YOUR INSTRUCTIONS
Reproduce every one of the items below word for word, line by line, in the same order.

(Source records)
• • •
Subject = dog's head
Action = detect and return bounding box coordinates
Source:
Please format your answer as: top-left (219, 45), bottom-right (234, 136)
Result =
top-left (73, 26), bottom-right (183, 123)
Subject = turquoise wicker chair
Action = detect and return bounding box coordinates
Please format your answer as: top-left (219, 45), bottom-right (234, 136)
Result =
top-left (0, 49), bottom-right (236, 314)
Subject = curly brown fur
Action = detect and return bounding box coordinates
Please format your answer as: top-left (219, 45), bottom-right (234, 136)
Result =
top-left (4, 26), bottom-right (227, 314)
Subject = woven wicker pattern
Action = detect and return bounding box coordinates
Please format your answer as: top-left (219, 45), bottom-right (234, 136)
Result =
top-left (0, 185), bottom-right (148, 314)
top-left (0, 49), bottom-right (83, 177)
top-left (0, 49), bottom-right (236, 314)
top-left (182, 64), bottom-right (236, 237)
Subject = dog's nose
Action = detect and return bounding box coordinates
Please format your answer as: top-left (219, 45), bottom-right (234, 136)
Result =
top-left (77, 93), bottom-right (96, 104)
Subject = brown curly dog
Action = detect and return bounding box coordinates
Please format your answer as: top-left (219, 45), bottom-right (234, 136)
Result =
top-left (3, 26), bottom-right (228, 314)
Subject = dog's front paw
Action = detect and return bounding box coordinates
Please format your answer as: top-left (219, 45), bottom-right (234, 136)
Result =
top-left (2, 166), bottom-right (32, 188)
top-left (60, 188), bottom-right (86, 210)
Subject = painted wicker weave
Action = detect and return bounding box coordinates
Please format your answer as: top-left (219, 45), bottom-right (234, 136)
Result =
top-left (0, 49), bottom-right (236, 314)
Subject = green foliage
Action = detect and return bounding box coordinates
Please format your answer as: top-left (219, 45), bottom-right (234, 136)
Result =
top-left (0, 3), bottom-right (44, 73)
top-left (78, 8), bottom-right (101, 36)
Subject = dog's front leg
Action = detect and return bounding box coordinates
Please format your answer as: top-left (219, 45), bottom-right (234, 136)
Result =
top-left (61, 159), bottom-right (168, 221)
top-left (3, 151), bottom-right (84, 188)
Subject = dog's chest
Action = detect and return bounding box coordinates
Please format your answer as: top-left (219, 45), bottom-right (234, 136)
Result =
• • •
RESULT OF THE TASK
Subject = dog's head
Action = detect and return bounding box coordinates
Source:
Please format your answer as: top-left (219, 45), bottom-right (234, 136)
Result =
top-left (73, 26), bottom-right (183, 123)
Subject = turquoise wicker chair
Action = detect and return bounding box coordinates
Please format your answer as: top-left (219, 45), bottom-right (234, 136)
Result =
top-left (0, 49), bottom-right (236, 314)
Subject = curly brown fur
Action = detect and return bounding box coordinates
Please format your answer as: top-left (219, 45), bottom-right (234, 136)
Result =
top-left (4, 26), bottom-right (227, 314)
Subject = woven wicker pattern
Action = detect and return bounding box coordinates
Please format your answer as: top-left (219, 45), bottom-right (234, 136)
Result =
top-left (0, 185), bottom-right (148, 314)
top-left (0, 49), bottom-right (83, 177)
top-left (0, 49), bottom-right (236, 314)
top-left (182, 64), bottom-right (236, 237)
Subject = dog's nose
Action = detect and return bounding box coordinates
Please format your answer as: top-left (219, 45), bottom-right (234, 136)
Result =
top-left (77, 93), bottom-right (96, 104)
Subject = brown curly dog
Action = detect and return bounding box coordinates
Please format your answer as: top-left (219, 45), bottom-right (234, 136)
Result =
top-left (3, 26), bottom-right (228, 314)
Subject = dog's front paw
Action = detect and return bounding box coordinates
Please format your answer as: top-left (219, 45), bottom-right (234, 136)
Result =
top-left (2, 166), bottom-right (32, 188)
top-left (60, 188), bottom-right (86, 210)
Subject = painted wicker weave
Action = detect and return bounding box coordinates
Please format your answer as: top-left (219, 45), bottom-right (234, 136)
Result =
top-left (0, 49), bottom-right (236, 314)
Subject = green foliage
Action = detect and return bounding box coordinates
Please format your answer as: top-left (219, 45), bottom-right (234, 136)
Result =
top-left (0, 3), bottom-right (44, 73)
top-left (78, 8), bottom-right (101, 36)
Subject = dog's front leg
Action = detect and return bounding box coordinates
Please format your answer as: top-left (219, 45), bottom-right (234, 136)
Result =
top-left (61, 159), bottom-right (168, 221)
top-left (3, 151), bottom-right (84, 188)
Subject = dog's chest
Action = detect and return bounding box coordinates
Please format your answer as: top-left (219, 45), bottom-right (234, 136)
Result =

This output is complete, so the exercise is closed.